Task description: Arrange every one of the entries below as a numbered list, and leave out any blank lines.

[Raw entries]
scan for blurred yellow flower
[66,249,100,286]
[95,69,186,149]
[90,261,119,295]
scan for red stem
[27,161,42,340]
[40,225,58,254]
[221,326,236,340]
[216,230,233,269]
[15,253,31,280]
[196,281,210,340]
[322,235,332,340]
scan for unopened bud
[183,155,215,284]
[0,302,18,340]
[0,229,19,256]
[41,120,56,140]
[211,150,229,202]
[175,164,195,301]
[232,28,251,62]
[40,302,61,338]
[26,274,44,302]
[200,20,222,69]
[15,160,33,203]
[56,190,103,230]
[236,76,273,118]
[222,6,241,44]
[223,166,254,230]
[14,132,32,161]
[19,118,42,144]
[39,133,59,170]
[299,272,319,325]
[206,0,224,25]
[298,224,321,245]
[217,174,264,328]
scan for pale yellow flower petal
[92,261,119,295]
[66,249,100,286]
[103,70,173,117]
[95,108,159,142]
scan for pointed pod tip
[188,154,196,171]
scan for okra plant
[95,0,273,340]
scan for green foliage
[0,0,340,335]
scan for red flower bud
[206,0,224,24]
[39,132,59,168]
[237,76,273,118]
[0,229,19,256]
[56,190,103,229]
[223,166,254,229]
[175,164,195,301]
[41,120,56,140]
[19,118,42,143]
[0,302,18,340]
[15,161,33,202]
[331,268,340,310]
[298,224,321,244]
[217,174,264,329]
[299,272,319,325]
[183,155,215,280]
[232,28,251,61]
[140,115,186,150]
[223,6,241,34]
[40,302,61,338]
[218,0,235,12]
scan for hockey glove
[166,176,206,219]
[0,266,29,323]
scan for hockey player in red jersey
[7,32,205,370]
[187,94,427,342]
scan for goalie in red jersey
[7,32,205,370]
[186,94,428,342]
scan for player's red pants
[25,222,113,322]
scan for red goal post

Answer to the task:
1. scan for blurred yellow flower
2. [66,249,100,286]
3. [95,69,186,149]
4. [90,261,119,295]
5. scan for red stem
6. [27,161,42,340]
7. [40,225,58,254]
8. [221,326,236,340]
9. [216,230,233,269]
10. [15,253,31,280]
11. [196,281,210,340]
12. [322,235,332,340]
13. scan for unopened bud
14. [183,155,215,284]
15. [0,302,18,340]
16. [0,229,19,256]
17. [41,120,56,140]
18. [211,150,229,202]
19. [175,164,195,301]
20. [232,28,251,62]
21. [40,302,61,338]
22. [26,274,44,302]
23. [200,20,222,69]
24. [15,160,33,203]
25. [56,190,103,230]
26. [236,76,273,118]
27. [222,6,241,44]
28. [223,166,254,230]
29. [14,132,32,161]
30. [19,118,42,144]
31. [39,133,59,170]
32. [299,272,319,325]
33. [206,0,224,25]
34. [298,224,321,245]
35. [217,174,264,328]
36. scan for pale yellow flower petal
37. [92,261,119,295]
38. [66,249,100,286]
39. [103,70,173,117]
40. [95,108,159,142]
41. scan for pointed pod tip
42. [188,154,196,171]
43. scan for okra plant
44. [95,0,273,340]
45. scan for green foliage
46. [0,0,340,335]
47. scan for red flower bud
48. [206,0,224,24]
49. [39,132,59,168]
50. [237,76,273,118]
51. [0,229,19,256]
52. [56,190,103,229]
53. [223,166,254,229]
54. [175,164,195,301]
55. [41,120,56,140]
56. [19,118,42,143]
57. [0,302,18,340]
58. [15,161,33,202]
59. [331,268,340,310]
60. [298,224,321,244]
61. [217,174,264,329]
62. [299,272,319,325]
63. [183,155,215,280]
64. [232,28,251,61]
65. [140,115,186,150]
66. [223,6,241,34]
67. [40,302,61,338]
68. [218,0,235,12]
69. scan for hockey glove
70. [166,176,206,219]
71. [0,266,29,323]
72. scan for hockey player in red jersey
73. [7,32,205,370]
74. [187,94,427,342]
75. scan for goalie in red jersey
76. [7,32,205,370]
77. [186,94,428,342]
78. scan for player's red pants
79. [25,222,113,322]
80. scan for red goal post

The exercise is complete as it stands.